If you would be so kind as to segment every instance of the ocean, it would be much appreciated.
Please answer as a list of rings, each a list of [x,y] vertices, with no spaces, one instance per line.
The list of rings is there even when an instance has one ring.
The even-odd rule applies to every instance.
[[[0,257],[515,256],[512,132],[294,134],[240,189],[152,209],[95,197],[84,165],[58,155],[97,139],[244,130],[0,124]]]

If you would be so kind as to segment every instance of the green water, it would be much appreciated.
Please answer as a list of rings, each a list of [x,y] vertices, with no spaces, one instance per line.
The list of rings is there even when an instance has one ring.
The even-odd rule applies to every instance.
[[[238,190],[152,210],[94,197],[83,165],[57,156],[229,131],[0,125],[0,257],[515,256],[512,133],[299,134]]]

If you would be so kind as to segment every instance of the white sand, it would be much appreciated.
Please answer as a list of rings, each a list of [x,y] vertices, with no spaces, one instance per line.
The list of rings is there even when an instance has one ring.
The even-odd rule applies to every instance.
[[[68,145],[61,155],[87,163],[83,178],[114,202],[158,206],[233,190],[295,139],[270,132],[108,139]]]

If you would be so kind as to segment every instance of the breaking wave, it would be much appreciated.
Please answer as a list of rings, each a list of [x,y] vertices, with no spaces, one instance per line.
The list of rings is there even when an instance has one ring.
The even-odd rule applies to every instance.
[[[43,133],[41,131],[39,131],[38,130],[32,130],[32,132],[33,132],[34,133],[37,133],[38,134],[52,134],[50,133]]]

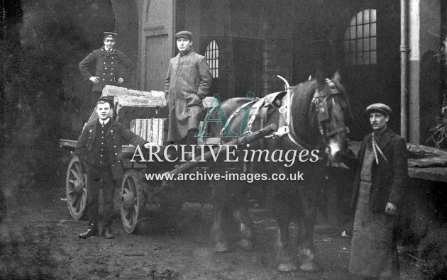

◇ ◇ ◇

• _Request_
Rewrite all of the data above with every "one instance per line" swapped for "each instance on its own line" and nothing else changed. Omit the pictures from your answer.

• _Written solution_
If you would be so kind as to segment every instance of the ocean, it would be much appreciated.
Please answer as a list of rings, each a list of [x,y] vertices, with no spaces, each instance on its own line.
The list of rings is there even when an instance has one ring.
The even-odd rule applies to every instance.
[[[0,257],[515,256],[512,132],[294,134],[240,189],[152,209],[95,197],[84,165],[58,155],[97,139],[244,130],[0,124]]]

If you would be so kind as to segment every instance of the green water, it would be much appreciated.
Please answer as a list of rings, each a list of [x,y] vertices, with no spaces, each instance on its own line.
The list of rings is there even when an instance has one ring.
The even-odd rule applies to every instance.
[[[238,190],[152,210],[94,197],[83,165],[57,156],[229,131],[0,125],[0,257],[515,256],[512,133],[299,134]]]

If you would be so kind as to segment every instance of the white sand, it would be much appreciated.
Please answer as a list of rings, each a list of [x,y] vertices, with no spaces, each instance on its own line.
The list of rings is there even when an instance has one ring.
The even-odd rule applies to every instance.
[[[68,145],[61,155],[87,163],[83,178],[114,202],[158,206],[233,190],[295,139],[270,132],[108,139]]]

If you would be so kind as to segment every instance of the breaking wave, it would be much appreciated.
Please answer as a list of rings, each a list of [x,y] vertices, with no spaces, each instance on its own line.
The list of rings is there even when an instance has one ring.
The even-odd rule applies to every instance.
[[[43,133],[41,131],[39,131],[38,130],[32,130],[32,132],[33,132],[34,133],[37,133],[38,134],[52,134],[50,133]]]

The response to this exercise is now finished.